*Excerpted data*
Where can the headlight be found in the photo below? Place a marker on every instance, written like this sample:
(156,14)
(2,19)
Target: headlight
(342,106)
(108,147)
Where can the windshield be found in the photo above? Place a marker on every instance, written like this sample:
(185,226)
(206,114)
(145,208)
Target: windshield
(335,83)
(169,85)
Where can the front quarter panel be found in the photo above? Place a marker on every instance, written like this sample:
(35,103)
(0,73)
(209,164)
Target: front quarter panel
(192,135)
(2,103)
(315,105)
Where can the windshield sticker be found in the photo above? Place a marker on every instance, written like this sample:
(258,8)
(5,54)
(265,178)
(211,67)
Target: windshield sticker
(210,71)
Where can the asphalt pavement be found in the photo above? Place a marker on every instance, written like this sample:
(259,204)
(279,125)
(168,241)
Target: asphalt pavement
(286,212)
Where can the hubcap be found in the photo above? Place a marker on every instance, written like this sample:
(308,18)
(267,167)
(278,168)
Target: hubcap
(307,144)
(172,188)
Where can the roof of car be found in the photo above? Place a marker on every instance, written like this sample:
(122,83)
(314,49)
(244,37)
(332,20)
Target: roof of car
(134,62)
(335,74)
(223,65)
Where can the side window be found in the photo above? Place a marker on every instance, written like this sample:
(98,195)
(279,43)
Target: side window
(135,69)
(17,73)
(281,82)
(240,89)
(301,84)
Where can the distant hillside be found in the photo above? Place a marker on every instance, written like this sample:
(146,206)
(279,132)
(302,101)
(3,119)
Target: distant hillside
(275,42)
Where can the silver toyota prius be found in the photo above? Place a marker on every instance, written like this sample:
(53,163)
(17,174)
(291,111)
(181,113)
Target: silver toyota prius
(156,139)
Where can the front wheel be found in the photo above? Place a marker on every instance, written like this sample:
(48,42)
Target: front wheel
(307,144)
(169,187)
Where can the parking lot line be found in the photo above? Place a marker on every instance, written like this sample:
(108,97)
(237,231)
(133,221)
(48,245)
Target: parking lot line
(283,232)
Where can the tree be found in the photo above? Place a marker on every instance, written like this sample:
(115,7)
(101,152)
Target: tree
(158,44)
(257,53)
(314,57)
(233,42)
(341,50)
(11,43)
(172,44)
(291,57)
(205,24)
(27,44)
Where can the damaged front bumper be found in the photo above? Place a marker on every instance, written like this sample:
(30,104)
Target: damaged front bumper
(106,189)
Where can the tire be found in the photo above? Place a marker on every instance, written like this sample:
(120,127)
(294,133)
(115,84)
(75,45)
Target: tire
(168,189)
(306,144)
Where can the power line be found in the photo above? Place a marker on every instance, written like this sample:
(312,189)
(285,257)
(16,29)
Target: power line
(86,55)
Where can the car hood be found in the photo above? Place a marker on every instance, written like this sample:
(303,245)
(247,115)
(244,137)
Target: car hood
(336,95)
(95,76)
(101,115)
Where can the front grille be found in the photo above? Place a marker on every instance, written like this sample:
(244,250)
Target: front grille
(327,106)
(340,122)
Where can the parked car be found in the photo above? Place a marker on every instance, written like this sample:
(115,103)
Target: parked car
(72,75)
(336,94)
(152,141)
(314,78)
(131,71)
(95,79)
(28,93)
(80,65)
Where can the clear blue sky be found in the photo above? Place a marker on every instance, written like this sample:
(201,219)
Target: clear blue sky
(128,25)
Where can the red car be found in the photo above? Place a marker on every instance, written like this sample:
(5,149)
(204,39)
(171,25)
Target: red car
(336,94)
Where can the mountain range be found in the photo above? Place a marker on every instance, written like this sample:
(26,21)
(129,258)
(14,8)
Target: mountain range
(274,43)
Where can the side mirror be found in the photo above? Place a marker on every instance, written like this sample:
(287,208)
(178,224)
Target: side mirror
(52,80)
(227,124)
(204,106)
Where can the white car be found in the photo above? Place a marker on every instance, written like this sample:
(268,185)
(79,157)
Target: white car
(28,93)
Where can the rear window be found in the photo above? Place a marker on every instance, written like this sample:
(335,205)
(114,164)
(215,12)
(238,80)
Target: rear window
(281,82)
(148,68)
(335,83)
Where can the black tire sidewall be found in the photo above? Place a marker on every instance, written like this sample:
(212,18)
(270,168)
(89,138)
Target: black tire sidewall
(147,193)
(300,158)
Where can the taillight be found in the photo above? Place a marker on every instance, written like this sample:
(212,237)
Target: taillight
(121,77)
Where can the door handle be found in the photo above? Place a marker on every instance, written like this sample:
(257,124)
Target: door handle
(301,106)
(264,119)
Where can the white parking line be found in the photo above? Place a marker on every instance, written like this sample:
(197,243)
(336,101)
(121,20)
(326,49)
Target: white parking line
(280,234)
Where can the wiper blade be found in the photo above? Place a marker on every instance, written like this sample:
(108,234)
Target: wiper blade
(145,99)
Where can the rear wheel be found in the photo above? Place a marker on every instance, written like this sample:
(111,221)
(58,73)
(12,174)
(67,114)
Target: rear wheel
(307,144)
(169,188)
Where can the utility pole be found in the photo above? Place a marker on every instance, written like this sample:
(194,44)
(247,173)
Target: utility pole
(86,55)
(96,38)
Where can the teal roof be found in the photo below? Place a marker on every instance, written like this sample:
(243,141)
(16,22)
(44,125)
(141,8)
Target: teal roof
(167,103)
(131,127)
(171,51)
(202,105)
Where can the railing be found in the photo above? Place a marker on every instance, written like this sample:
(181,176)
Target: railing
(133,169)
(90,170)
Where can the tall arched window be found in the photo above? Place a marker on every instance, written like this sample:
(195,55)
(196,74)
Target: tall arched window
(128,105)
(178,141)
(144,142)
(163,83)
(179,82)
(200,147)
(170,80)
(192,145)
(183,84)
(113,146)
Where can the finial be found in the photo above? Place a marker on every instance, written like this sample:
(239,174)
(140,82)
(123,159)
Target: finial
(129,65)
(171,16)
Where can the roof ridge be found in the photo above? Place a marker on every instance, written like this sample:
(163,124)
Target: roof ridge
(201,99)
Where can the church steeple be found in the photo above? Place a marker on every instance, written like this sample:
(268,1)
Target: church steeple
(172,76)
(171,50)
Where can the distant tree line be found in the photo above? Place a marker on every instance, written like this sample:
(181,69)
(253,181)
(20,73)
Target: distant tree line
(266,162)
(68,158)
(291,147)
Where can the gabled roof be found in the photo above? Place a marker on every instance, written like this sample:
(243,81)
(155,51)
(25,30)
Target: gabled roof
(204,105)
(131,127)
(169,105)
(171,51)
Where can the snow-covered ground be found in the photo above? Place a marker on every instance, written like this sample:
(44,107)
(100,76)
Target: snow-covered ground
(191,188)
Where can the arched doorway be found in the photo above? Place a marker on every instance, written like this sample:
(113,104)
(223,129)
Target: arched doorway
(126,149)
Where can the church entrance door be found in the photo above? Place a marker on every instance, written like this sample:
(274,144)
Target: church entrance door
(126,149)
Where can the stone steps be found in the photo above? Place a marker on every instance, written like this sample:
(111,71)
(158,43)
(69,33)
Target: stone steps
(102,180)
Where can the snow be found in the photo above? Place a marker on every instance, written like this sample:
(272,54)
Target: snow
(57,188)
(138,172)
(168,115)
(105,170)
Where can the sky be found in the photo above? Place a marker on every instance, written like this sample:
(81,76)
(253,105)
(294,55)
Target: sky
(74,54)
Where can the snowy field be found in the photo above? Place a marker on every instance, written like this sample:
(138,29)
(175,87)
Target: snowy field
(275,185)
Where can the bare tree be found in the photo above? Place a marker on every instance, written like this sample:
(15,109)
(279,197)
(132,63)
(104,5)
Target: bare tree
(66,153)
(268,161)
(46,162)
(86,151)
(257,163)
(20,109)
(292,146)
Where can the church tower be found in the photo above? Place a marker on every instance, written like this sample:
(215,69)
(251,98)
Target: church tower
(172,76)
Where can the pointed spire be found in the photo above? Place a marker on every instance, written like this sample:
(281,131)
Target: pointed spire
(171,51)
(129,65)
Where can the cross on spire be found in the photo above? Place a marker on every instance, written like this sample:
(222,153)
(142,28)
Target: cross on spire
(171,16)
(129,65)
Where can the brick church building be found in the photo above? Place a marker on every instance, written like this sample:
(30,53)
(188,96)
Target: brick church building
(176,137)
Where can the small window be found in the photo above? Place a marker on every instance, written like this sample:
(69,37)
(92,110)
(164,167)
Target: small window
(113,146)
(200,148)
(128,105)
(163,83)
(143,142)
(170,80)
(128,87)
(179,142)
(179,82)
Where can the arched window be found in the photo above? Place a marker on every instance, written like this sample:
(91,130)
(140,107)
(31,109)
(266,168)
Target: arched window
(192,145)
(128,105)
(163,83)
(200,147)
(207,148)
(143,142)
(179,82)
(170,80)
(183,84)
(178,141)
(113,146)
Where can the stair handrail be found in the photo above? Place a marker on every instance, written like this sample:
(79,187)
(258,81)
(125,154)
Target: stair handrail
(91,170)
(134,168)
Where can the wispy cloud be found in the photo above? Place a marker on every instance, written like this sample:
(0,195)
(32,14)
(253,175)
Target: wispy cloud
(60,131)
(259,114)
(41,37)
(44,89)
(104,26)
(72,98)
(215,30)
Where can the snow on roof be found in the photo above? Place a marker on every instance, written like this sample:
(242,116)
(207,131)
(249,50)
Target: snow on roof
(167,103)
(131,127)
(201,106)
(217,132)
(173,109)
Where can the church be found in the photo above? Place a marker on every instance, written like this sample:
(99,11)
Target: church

*What to do*
Could you reproduce, word for word, the lines of the data starting with the line that contains "Where can the arched window" and going on through the end of the data?

*Complete output*
Where can the arched window be found in the photo above? Place a marker on every instance, written like this sample:
(91,130)
(140,107)
(31,109)
(266,168)
Target: arched window
(192,145)
(128,105)
(163,83)
(200,147)
(207,148)
(143,142)
(179,82)
(170,80)
(183,84)
(178,141)
(113,146)
Where can the stair handrail be found in the photo above? Place a marker on every instance, written like this sample:
(79,187)
(258,81)
(125,154)
Target: stair handrail
(91,170)
(134,168)
Where can the wispy cloud be found in the photo above? Place a marker on every instance, written like this sample:
(0,195)
(32,14)
(253,175)
Target: wispy cloud
(60,131)
(259,114)
(41,37)
(44,89)
(104,26)
(72,98)
(215,30)
Where can the snow on roof be found in the photo above? Place a marker on every instance, written like this sample:
(242,116)
(207,131)
(249,50)
Target: snow on roof
(167,103)
(131,127)
(201,106)
(217,132)
(173,109)
Where can the church be found in the photo above? Place a marker on every instance, written like this sample:
(99,11)
Target: church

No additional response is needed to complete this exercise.